----- Exercise inputs

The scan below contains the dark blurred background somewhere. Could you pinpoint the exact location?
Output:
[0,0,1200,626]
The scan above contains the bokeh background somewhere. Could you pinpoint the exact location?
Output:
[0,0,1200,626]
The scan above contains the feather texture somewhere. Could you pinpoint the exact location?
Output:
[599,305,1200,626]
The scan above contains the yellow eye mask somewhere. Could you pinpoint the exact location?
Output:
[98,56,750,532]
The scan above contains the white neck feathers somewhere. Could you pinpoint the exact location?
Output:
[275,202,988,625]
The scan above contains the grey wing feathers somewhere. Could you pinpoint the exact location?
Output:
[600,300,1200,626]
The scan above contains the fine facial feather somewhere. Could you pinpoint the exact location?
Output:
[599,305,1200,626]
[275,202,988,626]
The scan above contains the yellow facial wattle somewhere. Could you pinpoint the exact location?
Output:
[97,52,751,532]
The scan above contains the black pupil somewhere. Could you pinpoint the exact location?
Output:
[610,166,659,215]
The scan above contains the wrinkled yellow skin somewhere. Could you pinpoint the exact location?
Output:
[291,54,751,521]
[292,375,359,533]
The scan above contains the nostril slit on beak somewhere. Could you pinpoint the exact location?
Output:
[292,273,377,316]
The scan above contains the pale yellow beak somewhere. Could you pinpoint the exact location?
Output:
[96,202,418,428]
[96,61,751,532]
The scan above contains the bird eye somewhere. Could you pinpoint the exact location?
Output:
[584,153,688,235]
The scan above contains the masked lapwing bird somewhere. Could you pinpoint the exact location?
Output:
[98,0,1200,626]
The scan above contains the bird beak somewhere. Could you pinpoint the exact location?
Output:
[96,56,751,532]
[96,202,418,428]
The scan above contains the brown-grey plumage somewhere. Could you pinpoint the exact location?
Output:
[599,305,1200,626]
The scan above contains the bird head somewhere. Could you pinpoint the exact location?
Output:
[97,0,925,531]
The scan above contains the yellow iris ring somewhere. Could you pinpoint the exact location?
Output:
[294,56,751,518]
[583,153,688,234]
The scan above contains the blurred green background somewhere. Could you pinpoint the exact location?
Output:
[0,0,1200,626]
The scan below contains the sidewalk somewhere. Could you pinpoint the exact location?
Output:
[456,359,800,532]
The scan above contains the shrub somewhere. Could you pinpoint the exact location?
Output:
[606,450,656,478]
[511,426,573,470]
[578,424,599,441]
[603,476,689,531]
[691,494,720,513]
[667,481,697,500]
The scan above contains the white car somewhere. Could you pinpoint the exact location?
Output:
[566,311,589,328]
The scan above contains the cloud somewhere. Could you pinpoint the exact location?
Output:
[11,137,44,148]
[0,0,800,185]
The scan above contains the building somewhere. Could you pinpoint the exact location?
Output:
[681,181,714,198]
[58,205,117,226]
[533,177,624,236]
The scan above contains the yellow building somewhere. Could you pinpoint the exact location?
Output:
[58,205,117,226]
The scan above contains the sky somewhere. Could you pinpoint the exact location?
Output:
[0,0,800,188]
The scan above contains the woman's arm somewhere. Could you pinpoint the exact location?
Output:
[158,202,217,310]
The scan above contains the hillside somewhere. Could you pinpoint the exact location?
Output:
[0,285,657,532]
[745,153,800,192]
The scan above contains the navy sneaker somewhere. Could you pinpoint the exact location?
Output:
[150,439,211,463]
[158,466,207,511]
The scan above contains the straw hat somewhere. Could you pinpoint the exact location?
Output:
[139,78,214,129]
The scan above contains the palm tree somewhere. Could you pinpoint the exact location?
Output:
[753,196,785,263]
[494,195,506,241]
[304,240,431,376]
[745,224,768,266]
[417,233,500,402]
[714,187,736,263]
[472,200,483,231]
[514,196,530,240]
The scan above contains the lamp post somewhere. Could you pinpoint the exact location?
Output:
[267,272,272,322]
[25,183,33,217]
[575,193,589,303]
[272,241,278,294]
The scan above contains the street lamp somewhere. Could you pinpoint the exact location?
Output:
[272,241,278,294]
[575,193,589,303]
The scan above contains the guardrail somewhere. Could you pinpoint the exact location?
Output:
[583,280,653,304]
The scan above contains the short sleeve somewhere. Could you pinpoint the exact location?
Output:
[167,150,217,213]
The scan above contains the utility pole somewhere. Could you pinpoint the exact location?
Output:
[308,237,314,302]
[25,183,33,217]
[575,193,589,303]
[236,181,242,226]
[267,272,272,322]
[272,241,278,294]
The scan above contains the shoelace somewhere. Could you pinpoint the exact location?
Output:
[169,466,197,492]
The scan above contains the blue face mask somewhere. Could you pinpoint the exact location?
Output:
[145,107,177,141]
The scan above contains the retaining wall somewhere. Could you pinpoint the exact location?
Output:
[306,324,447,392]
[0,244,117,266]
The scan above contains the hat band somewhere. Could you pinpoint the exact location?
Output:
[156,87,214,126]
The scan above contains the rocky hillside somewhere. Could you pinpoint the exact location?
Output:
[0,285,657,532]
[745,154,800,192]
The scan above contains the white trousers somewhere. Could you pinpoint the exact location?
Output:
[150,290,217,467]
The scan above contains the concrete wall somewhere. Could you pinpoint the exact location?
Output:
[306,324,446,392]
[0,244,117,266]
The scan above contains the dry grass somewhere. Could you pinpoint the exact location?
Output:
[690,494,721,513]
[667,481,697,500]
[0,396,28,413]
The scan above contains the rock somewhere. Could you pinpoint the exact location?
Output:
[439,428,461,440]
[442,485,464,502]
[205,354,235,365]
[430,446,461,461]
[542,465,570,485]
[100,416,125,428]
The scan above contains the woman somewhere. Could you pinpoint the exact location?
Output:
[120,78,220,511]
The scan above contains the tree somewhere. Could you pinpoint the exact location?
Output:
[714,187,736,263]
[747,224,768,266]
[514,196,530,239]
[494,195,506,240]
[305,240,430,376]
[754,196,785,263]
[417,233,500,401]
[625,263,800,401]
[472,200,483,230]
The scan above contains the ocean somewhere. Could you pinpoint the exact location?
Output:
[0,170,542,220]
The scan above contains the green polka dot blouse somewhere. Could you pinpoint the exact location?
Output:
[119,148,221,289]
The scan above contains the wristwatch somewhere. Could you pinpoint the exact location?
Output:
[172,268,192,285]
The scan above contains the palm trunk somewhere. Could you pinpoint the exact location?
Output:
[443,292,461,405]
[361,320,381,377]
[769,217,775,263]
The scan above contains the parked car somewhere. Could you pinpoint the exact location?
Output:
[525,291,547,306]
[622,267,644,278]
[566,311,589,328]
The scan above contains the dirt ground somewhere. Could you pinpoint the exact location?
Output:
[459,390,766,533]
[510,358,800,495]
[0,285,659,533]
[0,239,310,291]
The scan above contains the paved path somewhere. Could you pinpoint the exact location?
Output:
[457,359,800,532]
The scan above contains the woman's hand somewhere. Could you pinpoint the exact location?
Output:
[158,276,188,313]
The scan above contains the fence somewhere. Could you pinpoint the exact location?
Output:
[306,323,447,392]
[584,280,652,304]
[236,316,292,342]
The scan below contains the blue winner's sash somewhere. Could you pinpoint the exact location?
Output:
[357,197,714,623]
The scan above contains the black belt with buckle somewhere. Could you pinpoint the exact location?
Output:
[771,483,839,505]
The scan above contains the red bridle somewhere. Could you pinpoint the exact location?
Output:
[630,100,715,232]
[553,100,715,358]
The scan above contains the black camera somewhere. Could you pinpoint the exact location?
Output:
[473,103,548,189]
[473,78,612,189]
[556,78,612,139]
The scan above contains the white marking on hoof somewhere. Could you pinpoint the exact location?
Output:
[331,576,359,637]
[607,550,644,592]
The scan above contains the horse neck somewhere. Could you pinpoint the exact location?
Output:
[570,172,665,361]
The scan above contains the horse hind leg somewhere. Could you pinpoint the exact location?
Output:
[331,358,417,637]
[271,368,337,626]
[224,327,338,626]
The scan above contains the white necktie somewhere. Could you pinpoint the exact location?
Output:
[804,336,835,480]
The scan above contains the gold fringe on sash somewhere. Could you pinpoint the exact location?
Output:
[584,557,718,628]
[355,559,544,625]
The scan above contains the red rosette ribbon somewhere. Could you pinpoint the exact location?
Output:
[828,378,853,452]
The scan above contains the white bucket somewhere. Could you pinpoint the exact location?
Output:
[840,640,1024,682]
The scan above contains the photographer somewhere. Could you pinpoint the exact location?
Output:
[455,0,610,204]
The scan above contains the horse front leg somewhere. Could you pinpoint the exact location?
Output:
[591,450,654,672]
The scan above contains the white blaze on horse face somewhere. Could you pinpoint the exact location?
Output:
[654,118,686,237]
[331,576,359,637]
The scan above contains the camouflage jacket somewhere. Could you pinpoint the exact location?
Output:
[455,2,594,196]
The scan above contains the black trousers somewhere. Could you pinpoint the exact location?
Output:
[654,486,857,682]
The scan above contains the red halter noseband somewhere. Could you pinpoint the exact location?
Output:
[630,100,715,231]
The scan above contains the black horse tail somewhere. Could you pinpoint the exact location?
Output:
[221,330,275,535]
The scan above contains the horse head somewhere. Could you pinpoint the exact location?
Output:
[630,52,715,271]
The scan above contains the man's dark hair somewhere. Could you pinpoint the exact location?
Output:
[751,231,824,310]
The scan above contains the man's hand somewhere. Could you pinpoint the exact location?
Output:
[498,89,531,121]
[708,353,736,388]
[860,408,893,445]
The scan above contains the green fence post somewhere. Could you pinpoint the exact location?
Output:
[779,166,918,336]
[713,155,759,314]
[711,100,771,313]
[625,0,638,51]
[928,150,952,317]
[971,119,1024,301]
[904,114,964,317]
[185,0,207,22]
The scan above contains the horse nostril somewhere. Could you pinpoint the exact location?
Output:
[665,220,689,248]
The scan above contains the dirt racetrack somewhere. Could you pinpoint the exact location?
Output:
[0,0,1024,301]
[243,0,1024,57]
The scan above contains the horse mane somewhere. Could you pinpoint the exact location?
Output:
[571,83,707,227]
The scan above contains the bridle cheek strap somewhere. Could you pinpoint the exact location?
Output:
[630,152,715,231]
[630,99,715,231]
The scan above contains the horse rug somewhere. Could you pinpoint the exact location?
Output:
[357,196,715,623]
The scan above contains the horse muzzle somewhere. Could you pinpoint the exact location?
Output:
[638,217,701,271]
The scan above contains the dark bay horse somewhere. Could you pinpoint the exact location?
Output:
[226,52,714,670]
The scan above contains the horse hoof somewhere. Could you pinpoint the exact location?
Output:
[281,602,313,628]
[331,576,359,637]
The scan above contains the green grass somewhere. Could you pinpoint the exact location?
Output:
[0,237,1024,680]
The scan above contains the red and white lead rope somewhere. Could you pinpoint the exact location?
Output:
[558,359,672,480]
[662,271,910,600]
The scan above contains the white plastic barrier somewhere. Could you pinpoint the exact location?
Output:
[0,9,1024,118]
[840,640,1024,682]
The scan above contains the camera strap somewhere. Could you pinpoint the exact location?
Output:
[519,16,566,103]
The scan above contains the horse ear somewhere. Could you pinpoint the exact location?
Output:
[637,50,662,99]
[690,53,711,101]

----------

◆ Exercise goal
Reproduce only the items from the line holding "The scan above contains the bird eye" through the line holding "[0,0,800,185]", inclusive, swapping "white car" for "silver car" and leaving everything else unchanged.

◆ Solution
The scan above contains the bird eye somewhere. Could you pinpoint the exact location?
Output:
[584,153,688,235]
The scan above contains the masked lapwing bird somewhere. Could you pinpoint the exact location?
Output:
[98,0,1200,626]
The scan above contains the bird beak somewhere. Could you pinpoint the exact location?
Output:
[96,56,751,532]
[96,202,418,428]
The scan above contains the brown-grey plumage somewhere. Could you pinpoint the exact location?
Output:
[599,305,1200,626]
The scan above contains the bird head somewhere. Could you pinpoint the exact location?
Output:
[97,0,925,531]
The scan above contains the yellow iris ring somewhere. Could you pinpoint the exact location?
Output:
[294,56,751,518]
[583,153,688,234]
The scan above contains the blurred green background somewhere. Could you pinpoint the exact location?
Output:
[0,0,1200,626]
The scan below contains the sidewalk somewhere. Could you pinpoint the exact location?
Output:
[456,359,800,532]
The scan above contains the shrub somewhere. Could you pinpoint the exact location?
Output:
[606,450,656,478]
[511,426,573,470]
[578,424,599,441]
[603,476,689,531]
[691,494,720,513]
[667,481,697,500]
The scan above contains the silver car somewhere. Could you pinpoint the exact location?
Output:
[566,311,589,328]
The scan above contains the cloud somewhere. Could you pinpoint the exact location?
Output:
[11,137,44,148]
[0,0,800,185]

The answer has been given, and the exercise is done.